Task goal →
Only the lines from the one containing "Q: For each instance of the overcast" through the final line of the material below should be output, exactly as they stand.

Pointing and labeling entries
— start —
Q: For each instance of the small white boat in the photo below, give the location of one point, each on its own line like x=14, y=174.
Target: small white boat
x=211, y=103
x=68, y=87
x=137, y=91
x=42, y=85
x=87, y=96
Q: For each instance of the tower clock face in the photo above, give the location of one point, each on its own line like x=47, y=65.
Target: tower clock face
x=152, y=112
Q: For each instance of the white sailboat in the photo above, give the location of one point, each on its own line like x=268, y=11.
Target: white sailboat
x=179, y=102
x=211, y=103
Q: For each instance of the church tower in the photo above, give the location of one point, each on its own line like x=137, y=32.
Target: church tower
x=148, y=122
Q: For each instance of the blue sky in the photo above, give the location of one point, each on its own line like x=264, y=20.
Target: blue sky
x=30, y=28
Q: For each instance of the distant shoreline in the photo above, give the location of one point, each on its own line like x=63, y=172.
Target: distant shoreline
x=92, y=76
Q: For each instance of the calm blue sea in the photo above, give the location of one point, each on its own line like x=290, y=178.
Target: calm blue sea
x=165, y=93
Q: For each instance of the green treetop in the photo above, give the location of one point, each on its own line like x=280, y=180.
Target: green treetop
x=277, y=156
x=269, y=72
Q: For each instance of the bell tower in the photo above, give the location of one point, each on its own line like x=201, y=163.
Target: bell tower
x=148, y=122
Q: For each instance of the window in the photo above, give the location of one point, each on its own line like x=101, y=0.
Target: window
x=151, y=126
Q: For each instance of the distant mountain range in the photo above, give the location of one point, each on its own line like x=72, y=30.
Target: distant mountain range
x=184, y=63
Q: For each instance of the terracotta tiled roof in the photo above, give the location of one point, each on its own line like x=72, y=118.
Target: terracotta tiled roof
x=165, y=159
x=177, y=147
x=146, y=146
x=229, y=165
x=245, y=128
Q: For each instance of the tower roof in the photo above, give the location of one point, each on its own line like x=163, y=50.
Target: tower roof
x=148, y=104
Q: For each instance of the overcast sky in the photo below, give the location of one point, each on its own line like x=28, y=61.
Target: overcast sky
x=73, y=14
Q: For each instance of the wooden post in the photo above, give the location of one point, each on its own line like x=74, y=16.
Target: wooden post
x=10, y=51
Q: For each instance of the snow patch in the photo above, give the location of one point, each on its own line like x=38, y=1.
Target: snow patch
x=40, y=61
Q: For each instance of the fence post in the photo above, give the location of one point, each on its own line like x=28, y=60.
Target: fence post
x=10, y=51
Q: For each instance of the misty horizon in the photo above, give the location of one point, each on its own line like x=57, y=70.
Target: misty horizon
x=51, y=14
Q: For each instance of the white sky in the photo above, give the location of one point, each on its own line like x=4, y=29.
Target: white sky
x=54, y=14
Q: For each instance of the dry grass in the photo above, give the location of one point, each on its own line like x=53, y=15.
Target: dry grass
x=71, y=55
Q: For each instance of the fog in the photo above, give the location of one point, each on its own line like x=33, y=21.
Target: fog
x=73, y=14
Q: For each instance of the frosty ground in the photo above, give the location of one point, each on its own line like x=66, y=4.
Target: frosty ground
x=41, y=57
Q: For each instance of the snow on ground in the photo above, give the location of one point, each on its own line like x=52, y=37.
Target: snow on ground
— end —
Answer to the exercise →
Q: For each instance of the overcast sky in the photo below, give the location of one point, each on its own line like x=28, y=61.
Target: overcast sky
x=73, y=14
Q: For each instance of the wooden post in the photo above, give the location of one point, each on its own line like x=74, y=16.
Target: wooden post
x=10, y=51
Q: For each instance of the snow patch in the photo above, give the location of one point, each on its own line like x=38, y=1.
Target: snow patch
x=40, y=61
Q: For each instance of the fence post in the photo above, give the location of one point, each on its own line like x=28, y=60.
Target: fence post
x=10, y=51
Q: For each instance of the misty horizon in the photo above, give the location of one point, each on its own line like x=57, y=70.
Target: misty horizon
x=51, y=14
Q: For each instance of the white sky in the photo above, give the location of one point, each on its own line like x=4, y=29.
Target: white sky
x=54, y=14
Q: For each instance of the dry grass in the photo above, give the location of one point, each on its own line like x=53, y=15.
Target: dry grass
x=71, y=55
Q: For each instance of the fog in the photo above, give the location of one point, each on its own line like x=33, y=21.
Target: fog
x=73, y=14
Q: For each instance of the frosty ground in the photo above, give the location of one point, each on its own line like x=66, y=4.
Target: frosty ground
x=41, y=57
Q: For each instance of the snow on ground in the photo above, give the location of one point, each on its own line like x=52, y=37.
Target: snow on ground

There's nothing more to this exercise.